Exercise instructions:
**A)** In the essay about the uterine cancer diagnosis, what name did the author intend to give her daughter?
**B)** Decide whether each statement agrees with the essay about the uterine cancer diagnosis, answering yes or no and quoting the deciding words: (i) The author had been taking birth control pills for 12 years. (ii) The author told her sons that she had cancer. (iii) Dr. G. gave the author her diagnosis in person at his office.
**C)** Write the next part of the essay about the uterine cancer diagnosis, starting after its final sentence.

Supplied passage:
In the Blink of an Eye, Life Changes

by Janet Reynolds

Sometimes your life can change in the blink of an eye, and if you didn’t see what was coming, it can rattle your cage for quite a while afterward. “Drastic” is the word I often use to describe what happened when I was 32 and divorced with two sons.

At the time, I had a personal and business relationship with one of my clients and was very much in love with him. We merged our two businesses into one office space and our relationship grew. I was on birth control pills and had been for 12 years. I would have tests every six months to make sure everything was normal, and Dr. G. would take the time to speak to me after each test.

I was home one morning and the phone rang. When I answered it, Dr. G. was on the line to tell me I had cancer of the uterus, it was in stage four, and I needed to come to his office so he could explain it to me in detail.

My head started spinning and all I could hear was the word “cancer.” I thought I was going to pass out. I think the fact that he broke this devastating news over the phone with no regard to my feelings really upset me more than the appearance of cancer itself.

I pulled myself together and told him I would be there the next day. I got off the phone and sat down. I stayed sitting for a while. I was home by myself because my boys had already left for school. I was going to work but I hadn’t been in a hurry. I picked the phone up and called Charlie, whom I had been seeing for three years. I told him what the doctor had said and asked him to go with me the next morning. We met with Dr. G. and he explained everything he possibly could about the “cancer.” He also informed me that I needed to have a hysterectomy—and I had to do it soon.

I looked at the doctor and basically said nothing. I just listened while thoughts raced through my mind. How could this be happening? I was speechless.

You see, in my heart I knew I was going to have a daughter.

I even knew what her name was going to be. A hysterectomy would alter everything I knew to be true about my life and would eliminate the possibility of giving birth to another child. I remember telling the doctor that I would get back to him with my answer because I needed to go home and think.

The Decision
I did more than think. I talked with Charlie that evening and told him I wanted one more baby. I then asked him what his feelings were on this, knowing I was asking for quite a lot. What I have not mentioned is that Charlie was married with four children of his own. I had been the “other woman” for the past three years.

I understood what I was doing and, while that did not make it right, he had always indicated that he would leave his wife to marry me. His stated “intention of divorce” is what kept me in the picture. After much conversation, he did agree to allow me to get pregnant if that was what I wanted. I knew above all that I wanted that daughter—the girl who would be called Maiteland after my mother.

I had another meeting with Dr. G. to let him know what I wanted to do.

I told him I hoped to deliver one more child before the hysterectomy.

He was not happy with my decision and gave me many warnings. At the same time, he also told me what kind of surgery might help safely deliver a baby, given my cancerous uterus.
I never did tell my sons that I had cancer but I did inform them I needed to have a procedure. Their dad wasn’t in the picture for them, and I didn’t want them to think they were going to lose their mother, too.

After the surgery I had one more checkup with Dr. G., who let me know that everything looked good, but that there were no guarantees. He informed me that I needed to retain a lawyer for a living will and to find a new doctor were I to get pregnant. Dr. G. had decided to give up his medical practice so he recommended Dr. B., a surgeon who could handle any complications of my pregnancy.

Point localization data:
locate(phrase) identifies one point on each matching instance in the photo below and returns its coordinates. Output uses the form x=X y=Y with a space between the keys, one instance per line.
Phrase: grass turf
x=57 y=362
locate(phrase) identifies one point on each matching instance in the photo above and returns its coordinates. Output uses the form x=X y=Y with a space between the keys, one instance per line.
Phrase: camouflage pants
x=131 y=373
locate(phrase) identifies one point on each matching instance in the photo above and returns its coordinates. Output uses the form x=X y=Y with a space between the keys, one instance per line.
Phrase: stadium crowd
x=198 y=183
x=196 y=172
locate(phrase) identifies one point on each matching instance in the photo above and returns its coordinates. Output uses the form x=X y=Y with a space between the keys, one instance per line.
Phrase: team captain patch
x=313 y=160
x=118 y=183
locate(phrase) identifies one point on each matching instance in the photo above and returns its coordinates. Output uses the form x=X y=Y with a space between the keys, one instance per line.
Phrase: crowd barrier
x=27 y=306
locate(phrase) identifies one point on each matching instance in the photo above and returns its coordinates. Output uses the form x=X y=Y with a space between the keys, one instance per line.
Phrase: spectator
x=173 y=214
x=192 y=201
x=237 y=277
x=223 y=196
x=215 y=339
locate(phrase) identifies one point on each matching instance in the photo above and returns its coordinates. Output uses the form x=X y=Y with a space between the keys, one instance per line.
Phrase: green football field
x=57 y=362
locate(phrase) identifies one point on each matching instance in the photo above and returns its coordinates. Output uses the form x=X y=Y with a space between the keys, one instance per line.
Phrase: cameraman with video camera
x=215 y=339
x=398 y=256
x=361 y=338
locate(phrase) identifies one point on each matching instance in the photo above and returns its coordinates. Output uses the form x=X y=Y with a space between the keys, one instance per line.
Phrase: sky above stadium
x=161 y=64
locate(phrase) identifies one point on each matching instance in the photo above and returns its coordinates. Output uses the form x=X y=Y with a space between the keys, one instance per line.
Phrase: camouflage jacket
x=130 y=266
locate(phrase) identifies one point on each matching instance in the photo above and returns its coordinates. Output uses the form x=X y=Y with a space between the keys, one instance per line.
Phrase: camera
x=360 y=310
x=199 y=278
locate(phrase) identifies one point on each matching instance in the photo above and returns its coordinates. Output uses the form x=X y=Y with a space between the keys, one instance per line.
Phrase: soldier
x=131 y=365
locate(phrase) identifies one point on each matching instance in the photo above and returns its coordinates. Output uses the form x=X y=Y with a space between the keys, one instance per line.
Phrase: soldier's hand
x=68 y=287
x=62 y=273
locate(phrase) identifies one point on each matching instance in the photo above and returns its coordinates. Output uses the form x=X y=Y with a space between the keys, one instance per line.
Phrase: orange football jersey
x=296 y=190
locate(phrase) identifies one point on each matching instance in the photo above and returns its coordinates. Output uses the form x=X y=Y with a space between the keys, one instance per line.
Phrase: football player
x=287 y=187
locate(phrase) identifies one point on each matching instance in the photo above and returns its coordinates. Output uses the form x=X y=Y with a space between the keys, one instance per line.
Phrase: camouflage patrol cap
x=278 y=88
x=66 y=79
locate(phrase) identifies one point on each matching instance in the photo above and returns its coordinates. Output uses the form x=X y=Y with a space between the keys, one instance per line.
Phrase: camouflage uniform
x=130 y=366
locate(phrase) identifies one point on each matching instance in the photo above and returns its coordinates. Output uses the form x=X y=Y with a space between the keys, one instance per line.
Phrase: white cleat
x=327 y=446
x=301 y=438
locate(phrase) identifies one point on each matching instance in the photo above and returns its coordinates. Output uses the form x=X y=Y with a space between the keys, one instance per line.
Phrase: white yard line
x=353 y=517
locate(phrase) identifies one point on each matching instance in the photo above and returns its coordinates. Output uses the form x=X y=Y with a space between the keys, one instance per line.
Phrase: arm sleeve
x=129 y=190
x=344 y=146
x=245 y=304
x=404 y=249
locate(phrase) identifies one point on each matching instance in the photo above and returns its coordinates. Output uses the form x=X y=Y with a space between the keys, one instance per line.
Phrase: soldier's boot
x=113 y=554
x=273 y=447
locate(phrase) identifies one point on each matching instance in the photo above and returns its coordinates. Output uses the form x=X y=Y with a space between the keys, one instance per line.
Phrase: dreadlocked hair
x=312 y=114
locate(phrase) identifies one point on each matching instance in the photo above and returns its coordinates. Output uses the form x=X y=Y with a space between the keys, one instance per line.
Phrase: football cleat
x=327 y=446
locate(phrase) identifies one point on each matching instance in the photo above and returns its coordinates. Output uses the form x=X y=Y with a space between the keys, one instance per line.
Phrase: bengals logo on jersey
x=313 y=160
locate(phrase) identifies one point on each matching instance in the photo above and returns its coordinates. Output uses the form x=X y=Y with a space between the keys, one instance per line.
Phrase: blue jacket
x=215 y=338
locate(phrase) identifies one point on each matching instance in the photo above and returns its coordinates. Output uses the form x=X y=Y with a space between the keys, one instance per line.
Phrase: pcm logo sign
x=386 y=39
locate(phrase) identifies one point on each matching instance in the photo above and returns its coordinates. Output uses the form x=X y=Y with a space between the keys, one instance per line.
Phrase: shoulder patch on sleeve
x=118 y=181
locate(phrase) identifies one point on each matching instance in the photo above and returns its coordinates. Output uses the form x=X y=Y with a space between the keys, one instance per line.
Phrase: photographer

Task-by-task results:
**A)** Maiteland, after the author's mother.

**B)**
(i) Yes: "I was on birth control pills and had been for 12 years."
(ii) No: "I never did tell my sons that I had cancer"
(iii) No: "Dr. G. was on the line to tell me I had cancer of the uterus"

**C)**
The lawyer I would have to find myself. When a doctor tells you to write your will, a rather large lump lodges in your stomach. But I was adamant about continuing with my plan to have another child. I met with Dr. B. who outlined the tests I would need to have over the course of my pregnancy, just to make sure everything was going smoothly. The doctor was also able to recommend an attorney friend of his to handle the living will.

Dr. B. put me on another birth control method for a year because he thought that my body needed to recover at least that long from the procedure. Then I had two miscarriages. It had been 11 years since my last son’s birth and, even though I was healthy, my body was not accepting the pregnancy.

The Joy and Gratitude
It was January, and Charlie and I were in New York. I just knew I was pregnant. I remember so vividly being in that hotel room, telling him I was pregnant and asking if he was still onboard with it. I knew he had agreed well over a year ago, but I wanted his feelings on the situation now. I was prepared to do whatever I had to do if he didn’t agree now. He let me know it was fine. You know there are times when things are meant to be, even when situations are hard.

I gave birth to my daughter in September of that year.

I was happy she was born in September because it was the same month as my own birthday. Exactly as I knew I would—from the time I was eight years old—I named my beautiful daughter “Maiteland Marie.”

Three months later, I finally had the hysterectomy.

Even in the face of a cancer diagnosis, I wouldn’t have changed a thing. Today, I feel I am cured and I am so very thankful for how everything transpired. I still make sure to have the tests on schedule, but decades have now passed and my daughter has made me a grandmother twice over.

When something is meant to be, the Universe somehow lines everything up in our favor. In my case, I had exactly the doctors I needed, who were willing to go along with my wishes. And I am so grateful to my daughter’s father for allowing me to take that chance with his own future. What could have been a death sentence for me ended up bringing new life into this world. And here I am all these years later, adding this milestone to my ongoing life story, which isn’t over yet—not by a long shot.

Rev. Janet M. Reynolds is a Certified Spirit Medium and ordained minister with a private practice in Tampa, FL. She specializes in practical channeled guidance from the spirit world, through private intuitive consultations and group séance gatherings. She is a graduate of the mediumship certification program of the College of Metaphysical Studies, and has also studied at The Metaphysical Academy and the Arthur Finlay College of Psychic and Mediumship in England. Janet was ordained as a minister through Harmony Church and currently serves at People’s Spiritualist Church. Certified in clinical hypnotherapy by the American Institute of Hypnotherapy, Janet obtained advanced instruction in hypnosis and past life regression at the Edgar Cayce Foundation. She has studied medical intuition with Caroline Myss and Dr. Norman Shealy and is a certified Reiki Master. Contact Janet at janet@bluefeather.net.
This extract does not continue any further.